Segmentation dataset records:
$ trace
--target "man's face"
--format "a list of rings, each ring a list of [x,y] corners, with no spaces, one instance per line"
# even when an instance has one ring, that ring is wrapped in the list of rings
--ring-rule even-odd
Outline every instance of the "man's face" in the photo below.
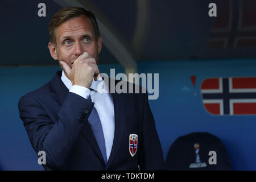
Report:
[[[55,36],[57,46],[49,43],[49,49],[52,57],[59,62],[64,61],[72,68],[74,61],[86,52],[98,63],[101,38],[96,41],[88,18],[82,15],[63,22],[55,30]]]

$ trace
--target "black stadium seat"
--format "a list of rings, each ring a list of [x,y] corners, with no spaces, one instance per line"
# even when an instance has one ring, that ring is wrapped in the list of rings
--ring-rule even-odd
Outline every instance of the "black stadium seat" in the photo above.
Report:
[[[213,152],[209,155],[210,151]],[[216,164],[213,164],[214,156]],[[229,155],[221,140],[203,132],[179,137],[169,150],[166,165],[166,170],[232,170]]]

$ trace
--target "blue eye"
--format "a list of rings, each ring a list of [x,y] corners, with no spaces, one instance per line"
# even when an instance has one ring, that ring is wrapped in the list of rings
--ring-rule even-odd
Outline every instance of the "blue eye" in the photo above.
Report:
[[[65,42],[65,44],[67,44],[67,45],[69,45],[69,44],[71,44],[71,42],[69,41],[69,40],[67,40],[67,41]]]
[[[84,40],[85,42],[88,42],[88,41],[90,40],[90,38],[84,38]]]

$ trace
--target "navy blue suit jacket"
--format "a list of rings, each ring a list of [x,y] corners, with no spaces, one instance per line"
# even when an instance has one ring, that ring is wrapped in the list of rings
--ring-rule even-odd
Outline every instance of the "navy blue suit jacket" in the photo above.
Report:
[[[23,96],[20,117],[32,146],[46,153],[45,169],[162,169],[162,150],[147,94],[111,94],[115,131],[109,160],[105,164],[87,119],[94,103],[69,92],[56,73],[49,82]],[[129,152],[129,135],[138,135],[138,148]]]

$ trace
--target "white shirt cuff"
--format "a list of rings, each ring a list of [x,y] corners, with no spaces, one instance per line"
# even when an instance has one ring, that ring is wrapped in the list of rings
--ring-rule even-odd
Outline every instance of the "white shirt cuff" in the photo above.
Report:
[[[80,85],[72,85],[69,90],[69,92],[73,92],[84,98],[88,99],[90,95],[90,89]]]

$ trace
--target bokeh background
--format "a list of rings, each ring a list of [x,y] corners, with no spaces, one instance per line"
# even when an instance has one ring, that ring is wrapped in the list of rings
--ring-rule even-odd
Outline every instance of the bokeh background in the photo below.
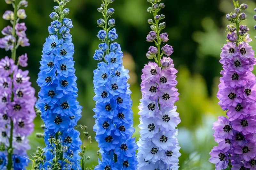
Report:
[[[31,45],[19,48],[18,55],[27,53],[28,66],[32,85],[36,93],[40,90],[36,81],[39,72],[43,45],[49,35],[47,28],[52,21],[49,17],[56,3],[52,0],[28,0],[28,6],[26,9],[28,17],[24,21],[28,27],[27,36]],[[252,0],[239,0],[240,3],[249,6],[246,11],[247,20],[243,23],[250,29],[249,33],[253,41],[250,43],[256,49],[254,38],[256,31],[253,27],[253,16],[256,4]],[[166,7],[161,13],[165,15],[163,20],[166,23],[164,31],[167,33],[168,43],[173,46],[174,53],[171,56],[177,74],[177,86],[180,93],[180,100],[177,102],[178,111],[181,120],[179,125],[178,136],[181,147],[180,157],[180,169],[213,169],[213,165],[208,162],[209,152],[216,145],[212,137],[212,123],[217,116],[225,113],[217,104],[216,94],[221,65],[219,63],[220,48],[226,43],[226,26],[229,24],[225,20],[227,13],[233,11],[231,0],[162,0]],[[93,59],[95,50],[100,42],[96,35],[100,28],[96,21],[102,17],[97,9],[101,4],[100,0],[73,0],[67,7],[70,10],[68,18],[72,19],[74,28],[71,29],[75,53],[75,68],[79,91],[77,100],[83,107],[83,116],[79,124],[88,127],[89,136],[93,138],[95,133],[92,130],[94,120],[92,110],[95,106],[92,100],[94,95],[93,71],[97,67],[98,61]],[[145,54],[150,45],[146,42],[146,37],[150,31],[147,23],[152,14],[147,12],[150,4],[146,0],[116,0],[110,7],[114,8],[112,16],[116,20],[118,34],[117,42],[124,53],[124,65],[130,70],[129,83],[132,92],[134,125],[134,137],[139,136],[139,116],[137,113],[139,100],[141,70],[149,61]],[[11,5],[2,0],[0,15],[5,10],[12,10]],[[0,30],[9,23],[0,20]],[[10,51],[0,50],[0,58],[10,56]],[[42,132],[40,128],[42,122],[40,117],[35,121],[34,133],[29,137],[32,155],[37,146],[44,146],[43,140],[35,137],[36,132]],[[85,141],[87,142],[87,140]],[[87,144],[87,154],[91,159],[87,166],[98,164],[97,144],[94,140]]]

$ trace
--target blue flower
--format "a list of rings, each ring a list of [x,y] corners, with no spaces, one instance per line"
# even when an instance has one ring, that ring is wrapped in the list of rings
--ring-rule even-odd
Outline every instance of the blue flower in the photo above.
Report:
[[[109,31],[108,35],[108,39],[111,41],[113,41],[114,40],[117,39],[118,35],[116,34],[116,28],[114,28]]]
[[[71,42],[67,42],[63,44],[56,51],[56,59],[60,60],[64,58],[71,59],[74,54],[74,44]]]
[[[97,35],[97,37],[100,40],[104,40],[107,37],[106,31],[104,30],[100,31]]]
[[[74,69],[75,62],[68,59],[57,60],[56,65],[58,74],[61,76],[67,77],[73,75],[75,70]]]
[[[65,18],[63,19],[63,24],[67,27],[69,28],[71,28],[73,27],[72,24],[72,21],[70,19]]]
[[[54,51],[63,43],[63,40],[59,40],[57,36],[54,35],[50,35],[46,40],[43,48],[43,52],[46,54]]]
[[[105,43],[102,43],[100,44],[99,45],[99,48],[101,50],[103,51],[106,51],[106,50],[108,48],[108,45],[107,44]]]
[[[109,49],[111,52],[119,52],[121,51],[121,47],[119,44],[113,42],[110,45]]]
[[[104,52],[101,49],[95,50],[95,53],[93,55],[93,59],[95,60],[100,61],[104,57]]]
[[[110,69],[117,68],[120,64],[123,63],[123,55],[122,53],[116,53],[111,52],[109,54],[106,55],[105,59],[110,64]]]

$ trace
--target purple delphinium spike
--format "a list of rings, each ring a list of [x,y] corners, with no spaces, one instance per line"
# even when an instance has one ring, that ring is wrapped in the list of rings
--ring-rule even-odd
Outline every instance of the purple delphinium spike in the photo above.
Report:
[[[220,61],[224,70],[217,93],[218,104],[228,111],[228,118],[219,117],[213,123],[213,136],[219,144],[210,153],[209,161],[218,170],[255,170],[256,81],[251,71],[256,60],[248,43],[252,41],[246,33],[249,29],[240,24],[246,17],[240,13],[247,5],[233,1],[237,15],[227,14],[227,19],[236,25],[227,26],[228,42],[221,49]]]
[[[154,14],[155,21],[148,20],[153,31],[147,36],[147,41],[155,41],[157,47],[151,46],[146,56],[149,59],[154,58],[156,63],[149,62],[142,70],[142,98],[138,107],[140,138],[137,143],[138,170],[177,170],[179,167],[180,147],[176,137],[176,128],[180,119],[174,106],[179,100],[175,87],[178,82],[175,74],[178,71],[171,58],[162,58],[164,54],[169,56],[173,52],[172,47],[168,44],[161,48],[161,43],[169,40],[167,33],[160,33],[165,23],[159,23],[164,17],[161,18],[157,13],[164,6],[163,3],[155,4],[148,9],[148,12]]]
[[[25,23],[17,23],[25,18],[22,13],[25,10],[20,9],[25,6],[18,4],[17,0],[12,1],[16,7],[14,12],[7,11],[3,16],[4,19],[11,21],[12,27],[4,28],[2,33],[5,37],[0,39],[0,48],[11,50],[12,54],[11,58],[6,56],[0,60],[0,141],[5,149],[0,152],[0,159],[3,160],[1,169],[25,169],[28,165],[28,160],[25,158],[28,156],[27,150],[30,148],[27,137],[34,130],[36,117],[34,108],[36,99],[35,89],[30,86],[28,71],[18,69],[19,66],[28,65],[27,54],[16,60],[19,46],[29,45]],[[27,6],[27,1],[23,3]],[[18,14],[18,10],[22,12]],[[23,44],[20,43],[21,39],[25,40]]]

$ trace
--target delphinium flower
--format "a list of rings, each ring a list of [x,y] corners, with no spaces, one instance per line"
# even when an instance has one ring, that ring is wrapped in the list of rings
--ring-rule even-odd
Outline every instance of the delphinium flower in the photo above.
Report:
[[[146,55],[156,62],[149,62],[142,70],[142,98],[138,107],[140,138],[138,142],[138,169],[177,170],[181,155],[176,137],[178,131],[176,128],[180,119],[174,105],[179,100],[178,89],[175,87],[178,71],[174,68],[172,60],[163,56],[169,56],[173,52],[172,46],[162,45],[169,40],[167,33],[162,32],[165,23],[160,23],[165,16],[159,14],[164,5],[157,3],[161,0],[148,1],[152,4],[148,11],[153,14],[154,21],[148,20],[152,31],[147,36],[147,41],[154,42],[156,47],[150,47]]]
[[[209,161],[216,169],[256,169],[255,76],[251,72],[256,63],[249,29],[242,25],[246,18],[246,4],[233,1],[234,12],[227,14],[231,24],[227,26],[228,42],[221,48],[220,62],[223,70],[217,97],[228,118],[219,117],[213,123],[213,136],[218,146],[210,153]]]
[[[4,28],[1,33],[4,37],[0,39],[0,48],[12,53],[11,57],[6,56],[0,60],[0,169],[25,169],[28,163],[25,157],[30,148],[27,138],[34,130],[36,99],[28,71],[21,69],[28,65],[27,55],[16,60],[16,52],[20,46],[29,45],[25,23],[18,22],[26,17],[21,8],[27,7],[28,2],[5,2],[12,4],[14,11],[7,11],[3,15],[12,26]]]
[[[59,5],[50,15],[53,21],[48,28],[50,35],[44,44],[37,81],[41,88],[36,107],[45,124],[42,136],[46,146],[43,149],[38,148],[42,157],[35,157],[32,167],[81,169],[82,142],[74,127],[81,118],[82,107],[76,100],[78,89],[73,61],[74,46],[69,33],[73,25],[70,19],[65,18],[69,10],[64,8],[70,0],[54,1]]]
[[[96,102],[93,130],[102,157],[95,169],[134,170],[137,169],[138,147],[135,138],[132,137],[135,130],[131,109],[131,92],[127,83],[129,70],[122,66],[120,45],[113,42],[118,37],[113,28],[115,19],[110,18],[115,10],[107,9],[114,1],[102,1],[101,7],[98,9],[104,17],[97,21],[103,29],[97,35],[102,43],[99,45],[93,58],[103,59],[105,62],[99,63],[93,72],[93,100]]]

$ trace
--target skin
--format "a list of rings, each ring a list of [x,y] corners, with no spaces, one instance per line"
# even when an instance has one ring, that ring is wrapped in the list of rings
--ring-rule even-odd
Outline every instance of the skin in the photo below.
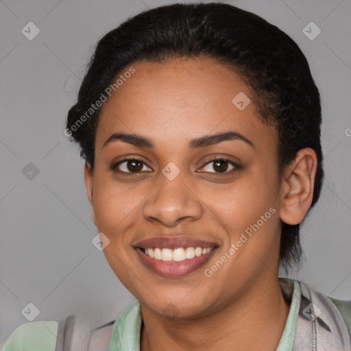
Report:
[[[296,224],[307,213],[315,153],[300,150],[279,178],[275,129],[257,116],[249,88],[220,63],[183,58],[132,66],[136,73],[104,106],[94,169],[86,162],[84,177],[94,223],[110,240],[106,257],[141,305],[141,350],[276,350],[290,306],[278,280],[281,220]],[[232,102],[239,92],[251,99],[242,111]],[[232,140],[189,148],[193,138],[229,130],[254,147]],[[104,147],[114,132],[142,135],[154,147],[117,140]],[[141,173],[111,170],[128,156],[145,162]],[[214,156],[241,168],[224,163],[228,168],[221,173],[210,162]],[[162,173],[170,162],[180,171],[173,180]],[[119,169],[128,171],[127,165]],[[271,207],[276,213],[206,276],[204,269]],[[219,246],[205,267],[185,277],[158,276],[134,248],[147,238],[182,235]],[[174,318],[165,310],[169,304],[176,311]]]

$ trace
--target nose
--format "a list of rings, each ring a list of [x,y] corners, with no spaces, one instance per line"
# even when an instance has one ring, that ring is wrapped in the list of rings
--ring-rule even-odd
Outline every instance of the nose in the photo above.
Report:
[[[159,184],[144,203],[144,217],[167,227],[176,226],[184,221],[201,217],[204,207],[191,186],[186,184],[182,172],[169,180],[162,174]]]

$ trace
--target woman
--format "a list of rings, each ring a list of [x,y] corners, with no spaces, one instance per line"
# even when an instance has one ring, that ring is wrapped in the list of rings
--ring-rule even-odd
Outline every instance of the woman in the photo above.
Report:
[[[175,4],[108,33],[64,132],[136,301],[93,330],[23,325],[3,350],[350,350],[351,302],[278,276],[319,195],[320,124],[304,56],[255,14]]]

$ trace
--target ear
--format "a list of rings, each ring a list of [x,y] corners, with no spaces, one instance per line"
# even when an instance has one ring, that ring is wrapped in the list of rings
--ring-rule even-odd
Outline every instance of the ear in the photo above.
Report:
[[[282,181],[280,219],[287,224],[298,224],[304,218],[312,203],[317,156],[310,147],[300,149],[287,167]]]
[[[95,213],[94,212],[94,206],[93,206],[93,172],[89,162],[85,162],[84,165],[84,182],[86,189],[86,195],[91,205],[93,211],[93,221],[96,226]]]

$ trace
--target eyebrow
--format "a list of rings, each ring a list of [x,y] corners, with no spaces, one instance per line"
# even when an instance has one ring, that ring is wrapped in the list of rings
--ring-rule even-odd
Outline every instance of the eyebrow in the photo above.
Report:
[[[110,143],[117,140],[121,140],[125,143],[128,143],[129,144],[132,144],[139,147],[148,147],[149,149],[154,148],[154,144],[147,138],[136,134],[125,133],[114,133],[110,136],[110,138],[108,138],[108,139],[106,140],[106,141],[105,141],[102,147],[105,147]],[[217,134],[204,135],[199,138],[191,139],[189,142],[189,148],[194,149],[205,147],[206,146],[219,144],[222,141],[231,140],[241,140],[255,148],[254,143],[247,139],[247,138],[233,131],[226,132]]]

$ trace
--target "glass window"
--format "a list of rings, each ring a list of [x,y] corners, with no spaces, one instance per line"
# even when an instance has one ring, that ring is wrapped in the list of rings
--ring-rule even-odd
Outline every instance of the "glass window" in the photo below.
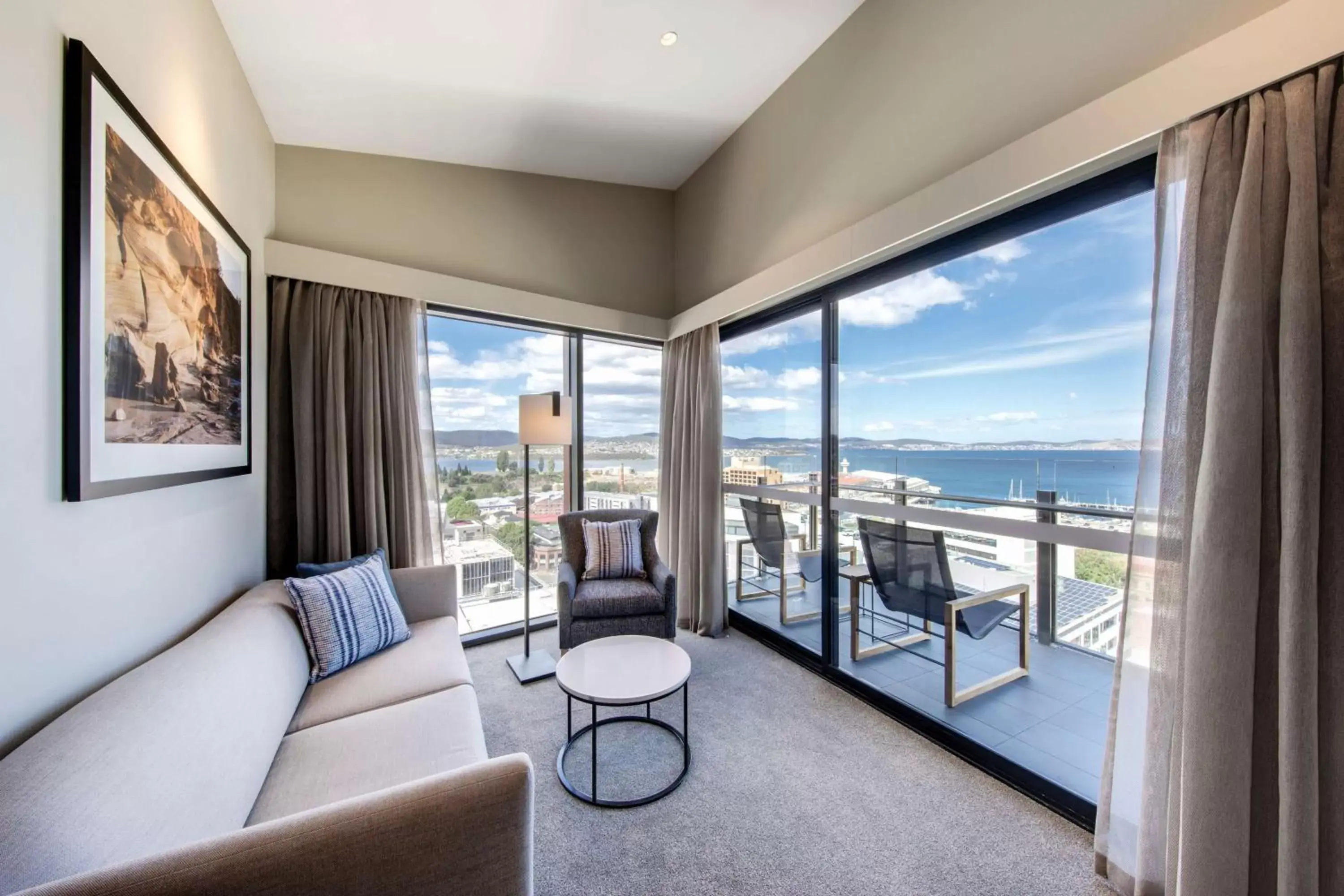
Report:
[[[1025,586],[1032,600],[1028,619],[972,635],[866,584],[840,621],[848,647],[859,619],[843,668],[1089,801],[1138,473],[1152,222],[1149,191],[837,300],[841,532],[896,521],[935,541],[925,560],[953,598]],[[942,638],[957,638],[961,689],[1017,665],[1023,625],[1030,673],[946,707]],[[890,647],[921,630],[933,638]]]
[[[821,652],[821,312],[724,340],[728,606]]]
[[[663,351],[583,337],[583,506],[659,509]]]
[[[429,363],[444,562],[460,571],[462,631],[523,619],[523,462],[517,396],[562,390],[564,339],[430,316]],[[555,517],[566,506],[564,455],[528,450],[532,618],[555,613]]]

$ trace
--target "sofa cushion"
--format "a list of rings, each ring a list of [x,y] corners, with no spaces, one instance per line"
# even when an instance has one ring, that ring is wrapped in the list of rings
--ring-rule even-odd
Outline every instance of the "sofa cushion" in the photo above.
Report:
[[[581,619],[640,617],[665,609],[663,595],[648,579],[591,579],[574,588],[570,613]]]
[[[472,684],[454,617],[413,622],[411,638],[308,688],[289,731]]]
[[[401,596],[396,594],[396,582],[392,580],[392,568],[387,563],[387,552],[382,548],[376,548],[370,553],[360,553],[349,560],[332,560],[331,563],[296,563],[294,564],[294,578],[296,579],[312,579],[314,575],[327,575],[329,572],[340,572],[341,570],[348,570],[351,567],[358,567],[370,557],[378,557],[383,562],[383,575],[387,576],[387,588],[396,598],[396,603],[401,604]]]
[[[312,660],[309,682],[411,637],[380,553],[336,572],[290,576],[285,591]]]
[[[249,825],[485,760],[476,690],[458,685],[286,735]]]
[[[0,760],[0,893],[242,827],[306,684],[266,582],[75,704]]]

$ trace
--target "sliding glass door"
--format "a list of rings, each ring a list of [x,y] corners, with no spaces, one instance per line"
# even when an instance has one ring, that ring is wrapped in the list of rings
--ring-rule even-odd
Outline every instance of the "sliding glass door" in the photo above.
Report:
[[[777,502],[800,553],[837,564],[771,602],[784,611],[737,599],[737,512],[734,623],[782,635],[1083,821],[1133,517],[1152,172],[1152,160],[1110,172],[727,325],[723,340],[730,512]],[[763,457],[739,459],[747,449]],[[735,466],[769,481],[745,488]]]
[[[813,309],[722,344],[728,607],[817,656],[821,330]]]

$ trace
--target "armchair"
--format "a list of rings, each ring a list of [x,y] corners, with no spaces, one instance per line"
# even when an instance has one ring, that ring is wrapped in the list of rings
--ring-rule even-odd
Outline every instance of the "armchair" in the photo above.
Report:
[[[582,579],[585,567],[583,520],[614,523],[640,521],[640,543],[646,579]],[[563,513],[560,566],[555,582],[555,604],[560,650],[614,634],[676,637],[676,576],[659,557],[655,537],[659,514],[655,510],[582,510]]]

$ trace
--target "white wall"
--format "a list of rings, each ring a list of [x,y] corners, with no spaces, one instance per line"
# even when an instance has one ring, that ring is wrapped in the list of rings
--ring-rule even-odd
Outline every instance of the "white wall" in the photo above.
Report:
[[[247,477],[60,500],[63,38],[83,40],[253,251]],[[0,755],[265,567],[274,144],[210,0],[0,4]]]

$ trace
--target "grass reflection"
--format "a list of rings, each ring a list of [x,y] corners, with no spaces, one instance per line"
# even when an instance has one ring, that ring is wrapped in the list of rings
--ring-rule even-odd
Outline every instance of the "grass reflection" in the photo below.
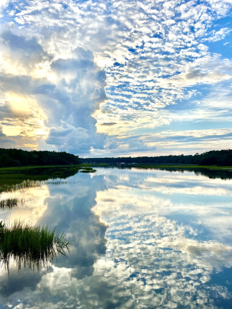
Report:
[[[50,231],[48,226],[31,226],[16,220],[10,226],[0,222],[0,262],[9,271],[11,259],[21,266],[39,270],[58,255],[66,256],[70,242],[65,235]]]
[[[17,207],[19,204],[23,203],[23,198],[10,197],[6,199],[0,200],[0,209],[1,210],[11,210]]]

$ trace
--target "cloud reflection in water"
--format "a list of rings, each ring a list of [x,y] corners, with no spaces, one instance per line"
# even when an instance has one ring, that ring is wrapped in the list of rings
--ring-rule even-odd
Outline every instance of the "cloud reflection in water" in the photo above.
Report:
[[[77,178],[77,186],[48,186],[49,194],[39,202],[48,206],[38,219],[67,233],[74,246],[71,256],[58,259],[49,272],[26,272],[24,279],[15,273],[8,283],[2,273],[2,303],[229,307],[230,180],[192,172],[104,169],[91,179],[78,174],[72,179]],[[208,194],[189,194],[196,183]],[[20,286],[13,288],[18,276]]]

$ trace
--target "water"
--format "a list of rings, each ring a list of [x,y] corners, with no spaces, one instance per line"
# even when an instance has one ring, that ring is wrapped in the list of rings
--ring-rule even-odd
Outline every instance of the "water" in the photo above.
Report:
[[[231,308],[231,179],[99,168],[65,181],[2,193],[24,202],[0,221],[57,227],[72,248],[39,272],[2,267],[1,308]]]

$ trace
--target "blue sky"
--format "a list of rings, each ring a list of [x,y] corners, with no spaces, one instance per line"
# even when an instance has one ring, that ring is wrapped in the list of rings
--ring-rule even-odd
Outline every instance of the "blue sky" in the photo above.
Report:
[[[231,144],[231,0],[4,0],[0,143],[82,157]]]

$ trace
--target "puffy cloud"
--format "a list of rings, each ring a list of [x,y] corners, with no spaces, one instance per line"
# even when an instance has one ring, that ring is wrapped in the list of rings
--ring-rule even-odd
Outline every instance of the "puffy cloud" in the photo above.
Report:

* Task goal: Select every line of the data above that contains the string "jacket", and copy each one.

* Exercise solution:
--target "navy blue suit jacket"
Outline every instance of the "navy blue suit jacket" in the photo above.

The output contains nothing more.